Data records:
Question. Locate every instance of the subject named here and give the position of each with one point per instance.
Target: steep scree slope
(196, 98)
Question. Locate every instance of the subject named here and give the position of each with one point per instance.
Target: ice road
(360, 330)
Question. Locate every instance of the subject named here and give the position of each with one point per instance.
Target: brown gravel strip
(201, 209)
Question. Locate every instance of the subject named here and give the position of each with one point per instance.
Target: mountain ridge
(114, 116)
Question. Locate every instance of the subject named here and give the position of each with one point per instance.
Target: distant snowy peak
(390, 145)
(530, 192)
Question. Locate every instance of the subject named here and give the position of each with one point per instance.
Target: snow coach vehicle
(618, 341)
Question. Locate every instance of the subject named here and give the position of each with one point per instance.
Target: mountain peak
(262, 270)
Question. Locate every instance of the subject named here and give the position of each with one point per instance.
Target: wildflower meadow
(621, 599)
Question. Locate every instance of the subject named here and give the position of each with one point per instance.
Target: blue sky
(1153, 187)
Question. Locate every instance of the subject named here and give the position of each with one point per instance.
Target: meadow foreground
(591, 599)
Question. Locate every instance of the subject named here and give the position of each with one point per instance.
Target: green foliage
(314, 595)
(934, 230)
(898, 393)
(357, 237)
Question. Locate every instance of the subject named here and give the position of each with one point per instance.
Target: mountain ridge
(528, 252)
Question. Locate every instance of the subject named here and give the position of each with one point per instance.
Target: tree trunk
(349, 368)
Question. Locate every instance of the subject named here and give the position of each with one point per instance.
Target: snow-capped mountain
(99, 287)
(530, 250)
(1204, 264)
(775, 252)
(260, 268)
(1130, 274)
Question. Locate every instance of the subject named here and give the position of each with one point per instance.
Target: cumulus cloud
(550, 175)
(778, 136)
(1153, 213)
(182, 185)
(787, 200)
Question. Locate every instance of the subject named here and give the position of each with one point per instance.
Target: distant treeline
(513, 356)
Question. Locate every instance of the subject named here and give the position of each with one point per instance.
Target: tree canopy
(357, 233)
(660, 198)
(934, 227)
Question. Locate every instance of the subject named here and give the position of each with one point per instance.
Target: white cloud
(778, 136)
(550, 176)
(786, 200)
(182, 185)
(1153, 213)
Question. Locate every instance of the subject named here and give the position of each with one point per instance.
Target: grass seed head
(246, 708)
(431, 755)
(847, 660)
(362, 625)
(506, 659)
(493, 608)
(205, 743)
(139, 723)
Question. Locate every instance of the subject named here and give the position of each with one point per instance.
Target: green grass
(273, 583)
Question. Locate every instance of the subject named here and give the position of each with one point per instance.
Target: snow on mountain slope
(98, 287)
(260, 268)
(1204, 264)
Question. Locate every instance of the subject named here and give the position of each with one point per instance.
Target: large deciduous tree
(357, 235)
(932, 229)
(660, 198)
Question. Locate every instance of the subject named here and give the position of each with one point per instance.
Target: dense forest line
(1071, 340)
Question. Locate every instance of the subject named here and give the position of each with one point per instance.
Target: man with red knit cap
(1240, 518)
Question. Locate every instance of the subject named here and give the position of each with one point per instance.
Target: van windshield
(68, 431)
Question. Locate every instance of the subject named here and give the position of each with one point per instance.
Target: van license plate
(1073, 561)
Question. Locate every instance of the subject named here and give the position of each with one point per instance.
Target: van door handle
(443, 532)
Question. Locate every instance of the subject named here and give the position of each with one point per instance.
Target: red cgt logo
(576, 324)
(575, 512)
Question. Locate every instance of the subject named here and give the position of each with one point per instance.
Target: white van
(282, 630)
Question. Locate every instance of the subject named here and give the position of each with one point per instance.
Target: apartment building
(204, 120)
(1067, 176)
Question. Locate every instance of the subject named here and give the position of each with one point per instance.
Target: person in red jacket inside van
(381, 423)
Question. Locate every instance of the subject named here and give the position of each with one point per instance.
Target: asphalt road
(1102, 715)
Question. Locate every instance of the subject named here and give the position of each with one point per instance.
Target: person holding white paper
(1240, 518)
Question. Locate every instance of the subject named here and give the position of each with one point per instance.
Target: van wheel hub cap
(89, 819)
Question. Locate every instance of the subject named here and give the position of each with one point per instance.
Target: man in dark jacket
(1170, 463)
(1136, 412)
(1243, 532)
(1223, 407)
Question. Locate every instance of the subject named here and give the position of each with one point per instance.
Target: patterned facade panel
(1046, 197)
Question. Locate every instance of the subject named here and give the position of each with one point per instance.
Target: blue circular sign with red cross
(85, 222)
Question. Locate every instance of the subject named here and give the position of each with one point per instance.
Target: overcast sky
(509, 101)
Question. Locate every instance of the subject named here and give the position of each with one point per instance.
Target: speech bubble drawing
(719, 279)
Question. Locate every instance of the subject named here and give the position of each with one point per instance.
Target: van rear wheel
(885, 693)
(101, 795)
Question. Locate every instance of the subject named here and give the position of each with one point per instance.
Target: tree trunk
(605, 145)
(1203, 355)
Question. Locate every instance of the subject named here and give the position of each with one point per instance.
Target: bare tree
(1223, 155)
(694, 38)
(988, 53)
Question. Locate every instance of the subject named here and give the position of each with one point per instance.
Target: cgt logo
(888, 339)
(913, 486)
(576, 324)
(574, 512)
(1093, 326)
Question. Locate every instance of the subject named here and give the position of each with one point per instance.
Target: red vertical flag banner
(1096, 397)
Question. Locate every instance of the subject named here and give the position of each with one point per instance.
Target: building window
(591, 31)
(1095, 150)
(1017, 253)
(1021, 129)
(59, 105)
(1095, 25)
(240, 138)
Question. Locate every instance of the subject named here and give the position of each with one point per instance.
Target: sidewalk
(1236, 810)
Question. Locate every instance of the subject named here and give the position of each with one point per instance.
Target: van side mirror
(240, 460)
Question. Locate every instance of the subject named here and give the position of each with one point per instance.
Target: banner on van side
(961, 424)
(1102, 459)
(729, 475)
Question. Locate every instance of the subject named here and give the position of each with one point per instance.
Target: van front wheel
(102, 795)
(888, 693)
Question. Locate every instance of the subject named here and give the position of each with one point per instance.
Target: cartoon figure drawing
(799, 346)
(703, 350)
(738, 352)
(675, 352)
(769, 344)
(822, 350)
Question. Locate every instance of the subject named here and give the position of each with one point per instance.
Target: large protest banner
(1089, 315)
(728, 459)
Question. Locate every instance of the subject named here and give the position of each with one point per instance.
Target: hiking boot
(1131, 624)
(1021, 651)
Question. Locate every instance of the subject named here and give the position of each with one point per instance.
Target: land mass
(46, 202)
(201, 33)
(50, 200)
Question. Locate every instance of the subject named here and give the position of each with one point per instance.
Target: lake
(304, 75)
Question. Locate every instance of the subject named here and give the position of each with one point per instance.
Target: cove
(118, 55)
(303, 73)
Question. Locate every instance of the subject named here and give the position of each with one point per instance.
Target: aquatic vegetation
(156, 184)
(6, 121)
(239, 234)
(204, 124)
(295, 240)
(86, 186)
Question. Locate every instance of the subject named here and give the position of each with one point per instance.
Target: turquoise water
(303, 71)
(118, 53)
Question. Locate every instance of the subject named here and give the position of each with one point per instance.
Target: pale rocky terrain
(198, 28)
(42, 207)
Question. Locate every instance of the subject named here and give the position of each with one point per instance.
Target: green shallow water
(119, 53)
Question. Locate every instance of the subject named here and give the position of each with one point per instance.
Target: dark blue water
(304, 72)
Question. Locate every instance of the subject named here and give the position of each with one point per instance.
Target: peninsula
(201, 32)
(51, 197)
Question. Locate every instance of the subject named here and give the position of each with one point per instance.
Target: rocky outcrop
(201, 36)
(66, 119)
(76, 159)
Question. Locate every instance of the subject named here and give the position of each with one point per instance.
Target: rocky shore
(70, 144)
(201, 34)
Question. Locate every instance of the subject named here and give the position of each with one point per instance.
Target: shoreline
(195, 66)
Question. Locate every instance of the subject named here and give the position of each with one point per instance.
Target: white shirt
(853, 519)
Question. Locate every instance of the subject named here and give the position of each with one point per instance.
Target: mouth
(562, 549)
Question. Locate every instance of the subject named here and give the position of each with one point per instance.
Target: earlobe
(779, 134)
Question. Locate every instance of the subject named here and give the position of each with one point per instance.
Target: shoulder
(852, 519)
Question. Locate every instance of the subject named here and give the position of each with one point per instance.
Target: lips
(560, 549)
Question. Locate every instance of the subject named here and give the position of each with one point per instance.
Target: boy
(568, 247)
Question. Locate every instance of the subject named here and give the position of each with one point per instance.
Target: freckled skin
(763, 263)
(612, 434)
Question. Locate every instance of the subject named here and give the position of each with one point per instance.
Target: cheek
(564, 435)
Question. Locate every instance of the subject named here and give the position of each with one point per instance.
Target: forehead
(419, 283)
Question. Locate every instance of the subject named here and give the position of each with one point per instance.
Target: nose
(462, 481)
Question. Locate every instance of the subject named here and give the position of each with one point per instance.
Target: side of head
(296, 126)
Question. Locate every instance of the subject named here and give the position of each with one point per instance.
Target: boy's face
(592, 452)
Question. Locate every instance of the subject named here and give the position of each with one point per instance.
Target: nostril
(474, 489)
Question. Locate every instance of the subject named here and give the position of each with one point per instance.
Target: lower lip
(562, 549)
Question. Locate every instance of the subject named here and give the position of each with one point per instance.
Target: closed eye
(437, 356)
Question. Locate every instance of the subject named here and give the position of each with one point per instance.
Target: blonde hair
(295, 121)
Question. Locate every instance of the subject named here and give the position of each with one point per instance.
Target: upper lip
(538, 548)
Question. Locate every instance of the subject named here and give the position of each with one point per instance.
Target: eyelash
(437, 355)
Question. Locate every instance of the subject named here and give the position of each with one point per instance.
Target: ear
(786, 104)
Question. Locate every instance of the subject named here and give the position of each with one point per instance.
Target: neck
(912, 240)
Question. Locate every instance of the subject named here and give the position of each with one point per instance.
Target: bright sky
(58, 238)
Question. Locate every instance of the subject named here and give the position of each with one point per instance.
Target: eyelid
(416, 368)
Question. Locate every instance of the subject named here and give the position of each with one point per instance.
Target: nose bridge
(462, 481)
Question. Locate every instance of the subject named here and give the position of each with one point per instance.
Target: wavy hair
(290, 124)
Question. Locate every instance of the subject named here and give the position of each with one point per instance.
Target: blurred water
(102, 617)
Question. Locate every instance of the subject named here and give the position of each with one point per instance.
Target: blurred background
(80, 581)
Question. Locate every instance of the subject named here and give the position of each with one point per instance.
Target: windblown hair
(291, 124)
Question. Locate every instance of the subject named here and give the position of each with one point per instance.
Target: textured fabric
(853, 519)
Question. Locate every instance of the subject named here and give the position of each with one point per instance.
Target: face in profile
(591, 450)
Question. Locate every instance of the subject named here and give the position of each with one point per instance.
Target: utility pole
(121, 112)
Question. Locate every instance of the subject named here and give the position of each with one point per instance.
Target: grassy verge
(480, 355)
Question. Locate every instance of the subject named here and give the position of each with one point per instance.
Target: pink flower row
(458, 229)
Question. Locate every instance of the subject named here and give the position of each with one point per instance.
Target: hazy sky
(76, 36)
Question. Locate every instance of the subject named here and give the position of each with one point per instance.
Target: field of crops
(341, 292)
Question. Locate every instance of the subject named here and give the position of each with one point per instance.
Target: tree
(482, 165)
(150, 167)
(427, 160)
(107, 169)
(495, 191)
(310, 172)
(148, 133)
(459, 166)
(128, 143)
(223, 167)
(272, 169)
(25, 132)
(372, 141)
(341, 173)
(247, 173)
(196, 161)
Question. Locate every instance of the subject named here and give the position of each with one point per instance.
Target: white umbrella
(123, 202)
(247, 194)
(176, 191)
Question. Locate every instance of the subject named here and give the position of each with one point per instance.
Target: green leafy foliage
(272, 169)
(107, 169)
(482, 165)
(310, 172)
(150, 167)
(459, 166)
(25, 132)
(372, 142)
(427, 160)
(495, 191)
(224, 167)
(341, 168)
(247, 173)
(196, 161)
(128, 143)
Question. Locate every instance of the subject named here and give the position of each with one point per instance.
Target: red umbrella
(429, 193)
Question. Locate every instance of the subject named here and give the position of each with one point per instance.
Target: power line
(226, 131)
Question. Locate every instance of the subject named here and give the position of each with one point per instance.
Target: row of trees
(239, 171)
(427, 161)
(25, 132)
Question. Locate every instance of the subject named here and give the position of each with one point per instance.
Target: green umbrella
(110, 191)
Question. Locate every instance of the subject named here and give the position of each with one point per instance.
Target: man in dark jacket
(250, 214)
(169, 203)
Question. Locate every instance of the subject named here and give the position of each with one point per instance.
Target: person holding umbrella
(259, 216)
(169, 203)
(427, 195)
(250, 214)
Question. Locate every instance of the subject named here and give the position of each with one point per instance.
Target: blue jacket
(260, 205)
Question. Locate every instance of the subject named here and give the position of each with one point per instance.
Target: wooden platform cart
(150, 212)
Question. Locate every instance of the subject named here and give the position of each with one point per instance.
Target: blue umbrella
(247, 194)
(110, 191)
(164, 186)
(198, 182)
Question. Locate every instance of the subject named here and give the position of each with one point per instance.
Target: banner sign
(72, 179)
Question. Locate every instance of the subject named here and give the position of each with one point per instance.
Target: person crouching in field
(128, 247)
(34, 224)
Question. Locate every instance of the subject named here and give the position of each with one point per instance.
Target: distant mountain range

TASK TO CARRY OUT: Pull out each line of the data above that contains the word "field" and list those lines.

COMPLETE OUTPUT:
Target: field of crops
Target: person crouching in field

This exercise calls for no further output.